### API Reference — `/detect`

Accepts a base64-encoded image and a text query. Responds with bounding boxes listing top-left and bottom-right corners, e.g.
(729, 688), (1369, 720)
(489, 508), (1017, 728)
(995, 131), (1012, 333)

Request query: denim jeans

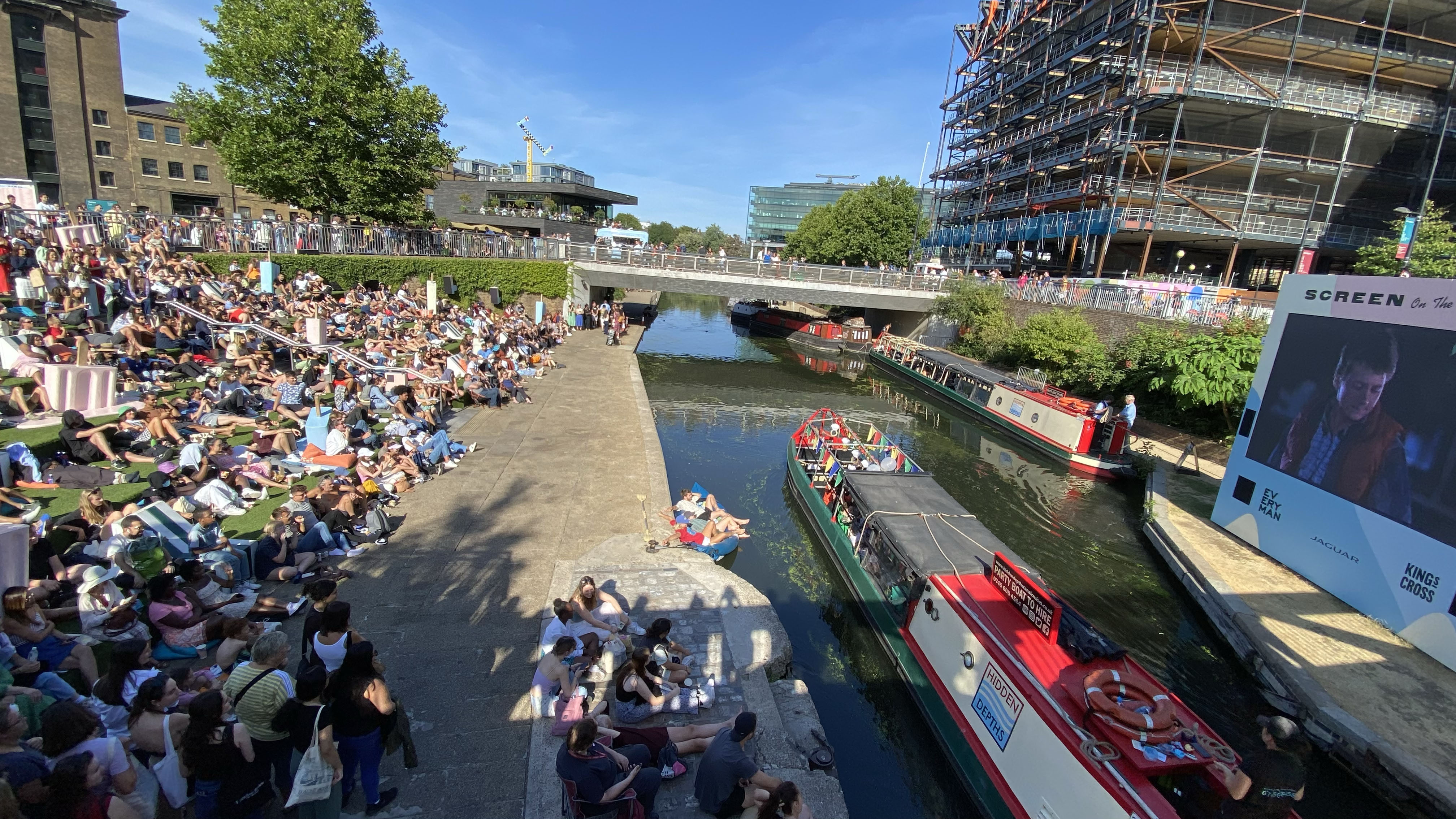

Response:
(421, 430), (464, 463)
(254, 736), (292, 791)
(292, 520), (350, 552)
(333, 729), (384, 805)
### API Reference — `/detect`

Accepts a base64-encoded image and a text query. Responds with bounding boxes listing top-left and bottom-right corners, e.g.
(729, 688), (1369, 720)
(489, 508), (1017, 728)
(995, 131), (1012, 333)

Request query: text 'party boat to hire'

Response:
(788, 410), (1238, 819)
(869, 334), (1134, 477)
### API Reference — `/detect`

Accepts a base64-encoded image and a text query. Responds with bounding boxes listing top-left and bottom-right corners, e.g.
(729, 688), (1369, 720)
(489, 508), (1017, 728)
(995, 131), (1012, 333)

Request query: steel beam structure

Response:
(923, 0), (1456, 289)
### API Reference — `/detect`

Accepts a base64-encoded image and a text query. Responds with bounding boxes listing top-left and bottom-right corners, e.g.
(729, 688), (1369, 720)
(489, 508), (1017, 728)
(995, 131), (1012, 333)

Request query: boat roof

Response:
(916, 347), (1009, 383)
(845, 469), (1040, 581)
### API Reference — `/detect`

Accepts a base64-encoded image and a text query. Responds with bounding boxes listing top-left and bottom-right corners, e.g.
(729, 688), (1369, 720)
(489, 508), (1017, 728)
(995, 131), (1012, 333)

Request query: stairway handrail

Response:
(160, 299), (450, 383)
::::::
» EXERCISE DIRECTIONS
Revise the listing above so that "Request query" is replaced by "Search phrase" everywhere, leaving all other text unchanged. Leave the pictures out of your version.

» SOLVED EXERCISE
### API Reference — `/detect`

Accepts a base64-encoded image and a text query. Responds with bounding boxes listing top-left and bottom-right corners, e.g.
(729, 688), (1369, 720)
(489, 508), (1017, 728)
(995, 131), (1012, 333)

Search phrase: denim jeans


Response:
(421, 430), (464, 463)
(254, 736), (292, 791)
(292, 520), (350, 552)
(333, 729), (384, 805)
### API Reference — `/detect`

Accepts a base64-encoded image and a text query. Responds with bounding boxes listing top-left and bottom-right corners, e.g.
(729, 688), (1369, 720)
(489, 508), (1017, 728)
(995, 131), (1012, 333)

Search phrase: text 'party boat to hire'

Response:
(788, 410), (1238, 819)
(869, 334), (1134, 477)
### API Reference — `/detect`

Accepts a base64-encoded image and a text query. Responds with bounding boxes listing top-left and bottom-right corners, e.g.
(729, 688), (1369, 720)
(489, 508), (1017, 728)
(995, 131), (1012, 333)

Search phrase: steel beam structure

Response:
(923, 0), (1456, 289)
### API Reference — `/detect`

Accepts a base64-encoded image and a text query. Responds with bounding boxes listing top-left and bottom-right corners, e.g.
(729, 688), (1369, 720)
(489, 508), (1017, 728)
(995, 131), (1012, 333)

Search phrase: boat roof

Response:
(916, 347), (1009, 383)
(845, 469), (1040, 581)
### API Reference — `/detect`

Accepts a base64-encoded image and a text query. Responds with bounding boxes listing top-left and bottom-right corners, e.g.
(729, 688), (1369, 720)
(489, 508), (1017, 728)
(995, 131), (1012, 333)

Search phrase: stairway handrail

Response:
(160, 299), (450, 383)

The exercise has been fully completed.